• **Reading passage**
Showing 2 changed files with 18 additions and 1 deletion.
diff --git a/fbgemm_gpu/fbgemm_gpu/triton/quantize.py b/fbgemm_gpu/fbgemm_gpu/triton/quantize.py
@@ -183,6 +183,7 @@ def _kernel_quantize_mx4(
         # When theres no padding we can simplify indexing.
         else:
             padded_input_offset = input_offset
+
         # Load a block of values.
         a = tl.load(
             A + padded_input_offset,
@@ -434,7 +435,8 @@ def triton_quantize_mx4(
         rand_bits = None
 
     # Check if we need to use int64 for indexing.
-    use_int64 = a.numel() > 2**31 - 1
+    use_int64 = num_threads * groups_per_thread * group_size > 2**31 - 1
+
     # Invoke triton quantization kernel over rows.
     grid = (num_threads,)
     _kernel_quantize_mx4[grid](

diff --git a/fbgemm_gpu/test/quantize/mx4_test.py b/fbgemm_gpu/test/quantize/mx4_test.py
@@ -304,6 +304,21 @@ def test_mx4_index_overflow(self) -> None:
         # We just need to check that everything ran without an illegal memory access.

• **Given information**
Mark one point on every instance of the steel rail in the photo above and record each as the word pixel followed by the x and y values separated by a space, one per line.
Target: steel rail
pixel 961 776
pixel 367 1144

• **What to work on**
Reproduce the full code diff from the start of the page, character for character. The listing above comes from a separate source.

• **Answer to this task**
Showing 2 changed files with 18 additions and 1 deletion.
diff --git a/fbgemm_gpu/fbgemm_gpu/triton/quantize.py b/fbgemm_gpu/fbgemm_gpu/triton/quantize.py
@@ -183,6 +183,7 @@ def _kernel_quantize_mx4(
         # When theres no padding we can simplify indexing.
         else:
             padded_input_offset = input_offset
+
         # Load a block of values.
         a = tl.load(
             A + padded_input_offset,
@@ -434,7 +435,8 @@ def triton_quantize_mx4(
         rand_bits = None
 
     # Check if we need to use int64 for indexing.
-    use_int64 = a.numel() > 2**31 - 1
+    use_int64 = num_threads * groups_per_thread * group_size > 2**31 - 1
+
     # Invoke triton quantization kernel over rows.
     grid = (num_threads,)
     _kernel_quantize_mx4[grid](

diff --git a/fbgemm_gpu/test/quantize/mx4_test.py b/fbgemm_gpu/test/quantize/mx4_test.py
@@ -304,6 +304,21 @@ def test_mx4_index_overflow(self) -> None:
         # We just need to check that everything ran without an illegal memory access.